— START OF SELECTED TEXT —

Girls of a Certain Age

Teens and young adult women populate the majority of stories in Girls of a Certain Age, an intriguing first collection by Maria Adelmann. "Pets Are for Rich Kids" features two girls, one whose constant needing and wanting makes her "callous," the other whose taken-for-granted easy comfort allows her to believe she's generous. Inequitable friendship reappears again with an older cast in "Middlemen," about a young woman whose wealthier roommate takes advantage of her emotionally and sexually.

In "Only the Good," meaningless hook-ups leave a young woman pregnant, with only her brother for comfort. But Adelmann saves the best for last with "The Wayside." Here, a 17-year-old spends her summer before college working at the titular, historical Concord, Mass., home where Nathanial Hawthorne wrote some of his most famous works. Relationships with her divorced parents, a beloved but missing sibling, impatient friends, her first (manipulative) lover, older colleagues will all define her journey toward maturity.

— END OF SELECTED TEXT —
— START OF SUPPLIED INFORMATION —

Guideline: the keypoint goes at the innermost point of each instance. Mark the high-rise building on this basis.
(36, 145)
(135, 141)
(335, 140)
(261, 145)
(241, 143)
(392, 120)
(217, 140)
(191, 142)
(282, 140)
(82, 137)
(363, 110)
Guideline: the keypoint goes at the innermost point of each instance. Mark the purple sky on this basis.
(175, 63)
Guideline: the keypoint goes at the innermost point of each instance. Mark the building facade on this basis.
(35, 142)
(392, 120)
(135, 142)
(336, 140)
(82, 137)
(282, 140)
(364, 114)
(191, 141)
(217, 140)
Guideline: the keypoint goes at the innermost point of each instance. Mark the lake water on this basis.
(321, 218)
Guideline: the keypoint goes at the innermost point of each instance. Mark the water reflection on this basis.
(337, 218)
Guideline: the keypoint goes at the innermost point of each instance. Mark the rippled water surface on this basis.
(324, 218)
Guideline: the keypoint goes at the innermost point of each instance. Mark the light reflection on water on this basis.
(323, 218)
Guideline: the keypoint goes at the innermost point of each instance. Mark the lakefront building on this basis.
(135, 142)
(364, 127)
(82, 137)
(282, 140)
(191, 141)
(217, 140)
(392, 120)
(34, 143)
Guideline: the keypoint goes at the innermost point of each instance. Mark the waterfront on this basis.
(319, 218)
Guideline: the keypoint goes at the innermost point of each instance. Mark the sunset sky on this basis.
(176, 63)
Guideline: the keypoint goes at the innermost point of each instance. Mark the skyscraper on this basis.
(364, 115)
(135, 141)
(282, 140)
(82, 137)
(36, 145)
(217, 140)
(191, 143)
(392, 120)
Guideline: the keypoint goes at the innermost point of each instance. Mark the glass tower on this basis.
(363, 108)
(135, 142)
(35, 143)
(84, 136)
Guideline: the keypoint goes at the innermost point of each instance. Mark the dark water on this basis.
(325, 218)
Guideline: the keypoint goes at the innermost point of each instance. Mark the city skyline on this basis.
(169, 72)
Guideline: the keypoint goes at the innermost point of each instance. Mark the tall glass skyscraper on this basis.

— END OF SUPPLIED INFORMATION —

■ **EXERCISE SET**
[a] Extract the stretch of the review from "Teens and young" through "emotionally and sexually.".
[b] Please rename "keypoint" to "marker" in the rows, covering the stretch from the line containing "lakefront building on this basis." through the end of the rows, and give back only those lines with nothing else changed.
The review and the rows were taken from unrelated sources.

■ **TASK-BY-TASK RESULTS**
[a]
Teens and young adult women populate the majority of stories in Girls of a Certain Age, an intriguing first collection by Maria Adelmann. "Pets Are for Rich Kids" features two girls, one whose constant needing and wanting makes her "callous," the other whose taken-for-granted easy comfort allows her to believe she's generous. Inequitable friendship reappears again with an older cast in "Middlemen," about a young woman whose wealthier roommate takes advantage of her emotionally and sexually.

[b]
Guideline: the marker goes at the innermost point of each instance. Mark the lakefront building on this basis.
(135, 142)
(364, 127)
(82, 137)
(282, 140)
(191, 141)
(217, 140)
(392, 120)
(34, 143)
Guideline: the marker goes at the innermost point of each instance. Mark the waterfront on this basis.
(319, 218)
Guideline: the marker goes at the innermost point of each instance. Mark the sunset sky on this basis.
(176, 63)
Guideline: the marker goes at the innermost point of each instance. Mark the skyscraper on this basis.
(364, 115)
(135, 141)
(282, 140)
(82, 137)
(36, 145)
(217, 140)
(191, 143)
(392, 120)
Guideline: the marker goes at the innermost point of each instance. Mark the glass tower on this basis.
(363, 108)
(135, 142)
(35, 143)
(84, 136)
Guideline: the marker goes at the innermost point of each instance. Mark the dark water on this basis.
(325, 218)
Guideline: the marker goes at the innermost point of each instance. Mark the city skyline on this basis.
(169, 72)
Guideline: the marker goes at the innermost point of each instance. Mark the tall glass skyscraper on this basis.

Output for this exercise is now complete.